• _PROBLEM TO WORK ON_:
Transcribe the stretch of entries below from the line with "In the photo above, where can the apple" through the line with "In the photo above, where can the shadow", exactly and with both ends included; leave out all other lines.

• _DATASET RECORDS_:
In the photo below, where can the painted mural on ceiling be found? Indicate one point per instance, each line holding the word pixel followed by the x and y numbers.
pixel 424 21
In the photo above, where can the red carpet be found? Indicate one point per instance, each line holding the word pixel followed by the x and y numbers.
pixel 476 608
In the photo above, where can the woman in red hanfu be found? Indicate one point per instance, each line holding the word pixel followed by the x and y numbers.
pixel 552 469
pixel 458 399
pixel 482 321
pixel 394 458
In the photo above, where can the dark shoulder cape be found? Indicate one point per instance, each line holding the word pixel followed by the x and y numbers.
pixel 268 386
...
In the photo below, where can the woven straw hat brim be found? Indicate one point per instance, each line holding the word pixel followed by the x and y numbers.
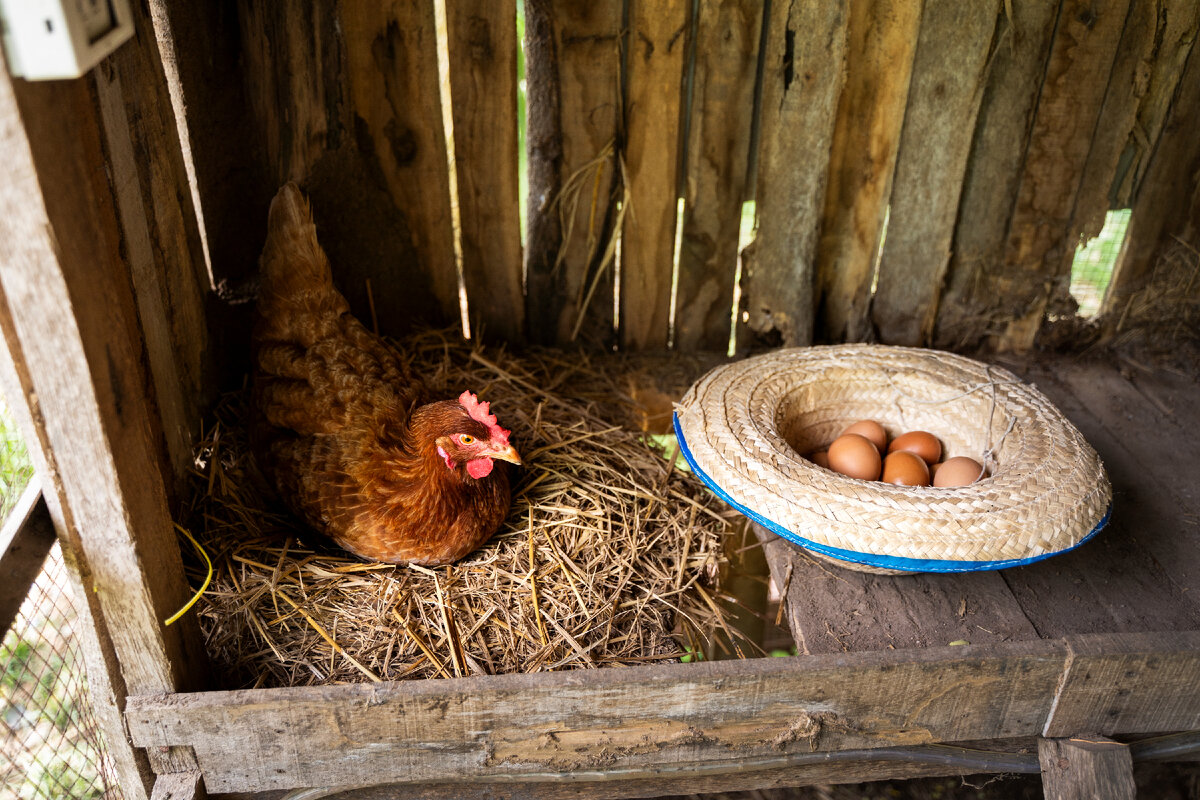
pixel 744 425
* * *
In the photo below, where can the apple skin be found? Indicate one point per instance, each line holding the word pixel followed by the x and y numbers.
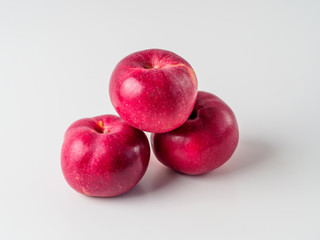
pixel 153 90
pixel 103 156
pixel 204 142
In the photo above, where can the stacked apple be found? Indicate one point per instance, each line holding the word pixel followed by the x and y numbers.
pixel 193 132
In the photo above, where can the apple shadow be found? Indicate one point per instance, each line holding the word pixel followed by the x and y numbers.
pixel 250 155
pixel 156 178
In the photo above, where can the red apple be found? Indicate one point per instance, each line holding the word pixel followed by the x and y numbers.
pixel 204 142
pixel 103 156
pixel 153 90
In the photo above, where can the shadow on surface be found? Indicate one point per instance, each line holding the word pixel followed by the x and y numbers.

• _WRITTEN ANSWER_:
In the photo above, where can the apple shadow be found? Indicate one point per instance, each line holding the word pixel followed by the x and y numbers.
pixel 250 155
pixel 156 178
In the photo above, where can the red apple be found? Indicate one point per instance, each line holding the word pixel followed by the x and y numbers.
pixel 204 142
pixel 103 156
pixel 153 90
In the photo above, where can the shadow on surface be found? Indicate one point per instance, each line holding the word pixel followed by the x and y numbers.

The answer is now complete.